◆ Excerpted text ◆
:::
Carver Stone Carver Stone - 3 months ago 15
Python Question

python merge multiple xmls to single CSV

Here's a snippet from a script I'm trying to put together to make my life easier. I have a bunch of XML files from different API sources. They have different items in them and different amount of fields. What they do all have in common is a common field like "clientid".

What I want to do is end up with a CSV that has the combined headers of all the XMLs with their corresponding data. So i need to be able to make sure that all the info from the "clientid" of 12345 adds onto the end of the row for the client id of the same name in the "itemid" pull

item data:

<item>
<id>99899</id>
<client-id>12345</client-id>


part of script:

def parseXML():
### Parse XML and convert to CSV ###
#Get XML Source #
tree = ET.fromstring(getdata)
# open a file for writing
xmlTest01 = open('xmlTest01.csv', 'w')
:::
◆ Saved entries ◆
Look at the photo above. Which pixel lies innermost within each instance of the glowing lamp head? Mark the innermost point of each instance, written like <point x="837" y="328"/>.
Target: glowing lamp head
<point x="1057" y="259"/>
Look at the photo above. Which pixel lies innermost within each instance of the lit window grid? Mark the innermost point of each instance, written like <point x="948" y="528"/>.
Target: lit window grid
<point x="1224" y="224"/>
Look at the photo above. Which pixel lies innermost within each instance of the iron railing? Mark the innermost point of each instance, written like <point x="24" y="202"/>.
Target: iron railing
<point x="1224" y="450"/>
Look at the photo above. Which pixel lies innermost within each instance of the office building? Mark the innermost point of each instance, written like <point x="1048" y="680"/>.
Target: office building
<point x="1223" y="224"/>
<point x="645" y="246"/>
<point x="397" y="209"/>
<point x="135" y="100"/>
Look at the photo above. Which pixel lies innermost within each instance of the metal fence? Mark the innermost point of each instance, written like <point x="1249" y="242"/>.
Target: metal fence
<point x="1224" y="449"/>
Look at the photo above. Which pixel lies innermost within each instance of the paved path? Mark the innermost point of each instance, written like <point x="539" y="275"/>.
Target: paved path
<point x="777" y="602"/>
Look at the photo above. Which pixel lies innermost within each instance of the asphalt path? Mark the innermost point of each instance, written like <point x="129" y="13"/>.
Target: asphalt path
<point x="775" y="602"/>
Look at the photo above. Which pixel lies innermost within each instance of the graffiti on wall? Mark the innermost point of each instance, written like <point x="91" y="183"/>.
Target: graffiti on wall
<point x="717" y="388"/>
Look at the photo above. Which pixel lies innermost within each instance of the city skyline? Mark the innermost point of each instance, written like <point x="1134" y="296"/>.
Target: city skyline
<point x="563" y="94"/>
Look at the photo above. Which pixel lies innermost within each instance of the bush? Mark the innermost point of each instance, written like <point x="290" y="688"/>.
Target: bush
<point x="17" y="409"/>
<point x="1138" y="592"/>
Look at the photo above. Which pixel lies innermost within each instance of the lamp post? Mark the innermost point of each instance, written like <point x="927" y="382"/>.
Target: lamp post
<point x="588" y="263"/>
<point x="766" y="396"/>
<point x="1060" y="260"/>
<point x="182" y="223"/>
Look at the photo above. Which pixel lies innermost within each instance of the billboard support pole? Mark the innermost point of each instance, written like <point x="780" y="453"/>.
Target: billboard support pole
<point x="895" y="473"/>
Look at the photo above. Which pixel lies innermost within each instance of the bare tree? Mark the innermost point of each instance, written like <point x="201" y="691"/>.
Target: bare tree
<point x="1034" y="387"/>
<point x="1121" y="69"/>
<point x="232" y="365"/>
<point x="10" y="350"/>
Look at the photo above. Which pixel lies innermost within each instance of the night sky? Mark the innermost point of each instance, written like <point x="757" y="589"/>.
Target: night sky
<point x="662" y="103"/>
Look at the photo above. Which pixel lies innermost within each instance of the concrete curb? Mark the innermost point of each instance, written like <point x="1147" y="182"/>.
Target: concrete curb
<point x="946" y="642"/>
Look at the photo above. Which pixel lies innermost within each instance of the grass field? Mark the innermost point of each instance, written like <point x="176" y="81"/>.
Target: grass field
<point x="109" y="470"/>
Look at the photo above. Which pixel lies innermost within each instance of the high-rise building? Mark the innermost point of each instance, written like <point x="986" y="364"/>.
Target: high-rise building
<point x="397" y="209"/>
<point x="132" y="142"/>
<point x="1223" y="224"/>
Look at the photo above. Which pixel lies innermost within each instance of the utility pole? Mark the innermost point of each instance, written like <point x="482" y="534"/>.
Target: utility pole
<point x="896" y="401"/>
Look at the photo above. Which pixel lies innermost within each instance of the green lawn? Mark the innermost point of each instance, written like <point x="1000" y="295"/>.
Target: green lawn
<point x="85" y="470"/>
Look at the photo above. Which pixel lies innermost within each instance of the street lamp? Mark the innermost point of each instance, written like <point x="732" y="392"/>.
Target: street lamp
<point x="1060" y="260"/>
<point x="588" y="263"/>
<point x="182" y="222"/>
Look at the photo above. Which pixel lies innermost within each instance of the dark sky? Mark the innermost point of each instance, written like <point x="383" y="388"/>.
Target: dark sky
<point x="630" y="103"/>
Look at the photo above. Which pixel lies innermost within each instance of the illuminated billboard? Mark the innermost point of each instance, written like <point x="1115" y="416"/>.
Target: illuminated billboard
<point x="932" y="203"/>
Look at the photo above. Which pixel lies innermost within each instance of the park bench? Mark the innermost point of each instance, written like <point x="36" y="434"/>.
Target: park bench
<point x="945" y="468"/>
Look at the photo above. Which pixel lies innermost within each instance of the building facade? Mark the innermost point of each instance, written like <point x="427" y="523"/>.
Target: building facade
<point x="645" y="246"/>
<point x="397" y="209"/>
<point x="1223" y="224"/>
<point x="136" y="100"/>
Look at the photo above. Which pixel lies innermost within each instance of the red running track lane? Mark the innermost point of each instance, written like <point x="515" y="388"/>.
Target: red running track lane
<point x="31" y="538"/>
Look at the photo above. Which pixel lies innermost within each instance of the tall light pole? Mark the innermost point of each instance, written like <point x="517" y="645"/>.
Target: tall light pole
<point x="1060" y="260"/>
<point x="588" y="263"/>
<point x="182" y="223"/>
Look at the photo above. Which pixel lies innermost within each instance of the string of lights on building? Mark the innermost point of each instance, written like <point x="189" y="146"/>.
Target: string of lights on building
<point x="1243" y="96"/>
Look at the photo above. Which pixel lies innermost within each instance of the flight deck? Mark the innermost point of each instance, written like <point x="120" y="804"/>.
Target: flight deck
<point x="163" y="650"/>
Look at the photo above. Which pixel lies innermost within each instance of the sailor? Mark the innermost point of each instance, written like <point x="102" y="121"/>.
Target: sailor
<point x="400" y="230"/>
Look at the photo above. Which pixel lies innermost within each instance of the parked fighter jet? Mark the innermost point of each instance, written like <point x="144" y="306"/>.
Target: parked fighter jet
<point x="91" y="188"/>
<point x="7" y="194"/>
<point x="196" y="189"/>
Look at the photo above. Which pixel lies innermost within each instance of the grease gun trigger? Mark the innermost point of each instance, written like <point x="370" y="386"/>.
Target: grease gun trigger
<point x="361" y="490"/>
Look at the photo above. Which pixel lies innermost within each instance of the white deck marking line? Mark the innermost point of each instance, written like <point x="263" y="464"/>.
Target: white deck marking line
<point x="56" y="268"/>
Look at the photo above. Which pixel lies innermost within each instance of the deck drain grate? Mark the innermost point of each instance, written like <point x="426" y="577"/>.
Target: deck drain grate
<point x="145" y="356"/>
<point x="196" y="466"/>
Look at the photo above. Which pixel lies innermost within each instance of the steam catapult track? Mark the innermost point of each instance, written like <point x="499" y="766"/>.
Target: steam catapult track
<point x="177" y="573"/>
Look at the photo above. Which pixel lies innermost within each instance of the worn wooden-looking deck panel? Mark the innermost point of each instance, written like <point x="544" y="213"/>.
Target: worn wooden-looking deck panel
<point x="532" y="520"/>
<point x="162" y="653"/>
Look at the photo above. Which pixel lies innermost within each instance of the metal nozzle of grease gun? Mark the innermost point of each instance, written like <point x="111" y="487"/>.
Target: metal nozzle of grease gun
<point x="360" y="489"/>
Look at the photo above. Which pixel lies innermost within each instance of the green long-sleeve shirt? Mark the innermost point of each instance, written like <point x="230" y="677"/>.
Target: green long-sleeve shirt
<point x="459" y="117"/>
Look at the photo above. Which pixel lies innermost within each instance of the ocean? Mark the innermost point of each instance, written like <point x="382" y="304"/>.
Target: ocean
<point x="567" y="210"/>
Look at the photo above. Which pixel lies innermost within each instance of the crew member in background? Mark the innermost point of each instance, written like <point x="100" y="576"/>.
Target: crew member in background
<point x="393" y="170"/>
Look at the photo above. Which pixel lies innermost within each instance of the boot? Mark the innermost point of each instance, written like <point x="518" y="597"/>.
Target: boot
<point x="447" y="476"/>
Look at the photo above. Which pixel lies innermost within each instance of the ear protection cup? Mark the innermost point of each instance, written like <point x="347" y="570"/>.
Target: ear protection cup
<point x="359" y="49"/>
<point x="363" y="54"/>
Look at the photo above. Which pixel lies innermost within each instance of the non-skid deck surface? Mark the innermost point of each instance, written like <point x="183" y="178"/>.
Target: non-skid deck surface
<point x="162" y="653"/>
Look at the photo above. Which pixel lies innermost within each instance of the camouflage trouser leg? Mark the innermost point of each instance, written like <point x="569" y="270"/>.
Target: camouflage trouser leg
:::
In the forum post, why does the author want data matched by client ID when building the CSV? Answer in one to three sentences. These rows are not needed.

◆ Correct output ◆
The XML files come from different API sources and contain different items and different numbers of fields, but they all share a common client ID field. The author wants a single CSV with the combined headers of all the XMLs and their data, so the information for a given client ID has to be added onto the end of the row for that same client ID.